● **What is required**:
Omit the pictures from the entries below and retype everything else exactly.
### Dataset rows ###
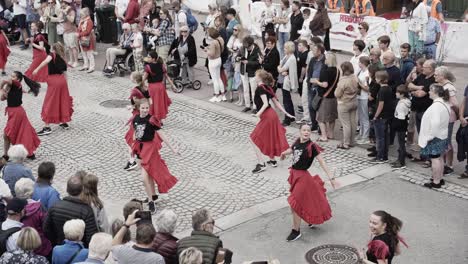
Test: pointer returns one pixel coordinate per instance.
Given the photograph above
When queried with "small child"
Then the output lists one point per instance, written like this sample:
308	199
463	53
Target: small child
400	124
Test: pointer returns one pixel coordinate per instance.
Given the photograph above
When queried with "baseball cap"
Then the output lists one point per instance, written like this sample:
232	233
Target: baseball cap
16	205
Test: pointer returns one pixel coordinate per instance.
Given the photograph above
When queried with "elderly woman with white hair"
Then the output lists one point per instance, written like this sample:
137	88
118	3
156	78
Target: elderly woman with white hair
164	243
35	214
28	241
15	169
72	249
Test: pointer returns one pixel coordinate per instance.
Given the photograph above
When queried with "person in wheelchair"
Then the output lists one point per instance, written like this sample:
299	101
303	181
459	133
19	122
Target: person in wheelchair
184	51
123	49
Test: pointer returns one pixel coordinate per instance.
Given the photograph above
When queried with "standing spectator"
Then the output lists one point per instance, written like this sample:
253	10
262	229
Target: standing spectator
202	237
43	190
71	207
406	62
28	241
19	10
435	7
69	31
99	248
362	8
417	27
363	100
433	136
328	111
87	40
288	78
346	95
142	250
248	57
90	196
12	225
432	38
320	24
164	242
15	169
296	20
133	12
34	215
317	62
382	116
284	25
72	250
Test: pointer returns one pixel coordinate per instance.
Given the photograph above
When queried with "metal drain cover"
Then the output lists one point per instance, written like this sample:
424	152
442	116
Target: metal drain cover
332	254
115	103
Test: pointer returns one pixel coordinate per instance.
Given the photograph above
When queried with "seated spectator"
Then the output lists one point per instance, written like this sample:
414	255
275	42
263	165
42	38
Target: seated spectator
###
● **Answer in full**:
Test: pointer returns one pixel coordinate per instance.
Given the photograph above
When queried with "small child"
Then the output lists one point per instance, written like this sample:
308	199
463	53
Target: small child
400	124
Test: pointer returns one pixel coordinate per instance.
Given the photograph above
When queried with "baseball cap"
Then the output lists one point per instance, written like this sample:
232	233
Target: baseball cap
16	205
Test: pointer returns one pixel coordinate per instance.
Given the photograph above
When queried with "elderly woman with white hair"
Then the output lists one point per instance, written like this sample:
137	88
118	3
156	78
Target: elderly woman with white hair
164	243
35	214
28	241
15	169
72	249
Test: pointer returns one pixel coordinate per instance.
Given the photograph above
When queried with "person in wheelchair"
Then the output lists one point per instance, written like this sample:
299	101
303	181
459	133
19	122
Target: person in wheelchair
184	51
123	49
Test: pointer returns one pixel coordinate per instance.
Given the photograph above
When queried with "standing spectator"
Then the output lists one point per instance, written like this sample:
253	10
262	229
Target: standing spectator
202	237
43	190
71	207
406	62
28	241
19	10
435	7
69	31
99	248
362	8
417	27
363	100
433	136
328	111
87	40
288	78
346	95
142	250
248	57
90	196
12	225
432	38
320	24
164	242
15	169
296	20
133	12
34	215
317	62
382	116
284	25
72	250
Test: pointer returns one pixel coordinate per instance.
Given the photograph above
When queried with "metal drain cover"
Then the output lists one point per instance, written like this sample:
424	152
442	116
Target: metal drain cover
332	254
115	103
Test: pointer returns one pixel coordinate per instance.
Given the photograph above
When queried with "seated spectator"
Then the output lists one point per instance, written like this sample:
414	255
275	42
263	165
42	38
Target: seated spectator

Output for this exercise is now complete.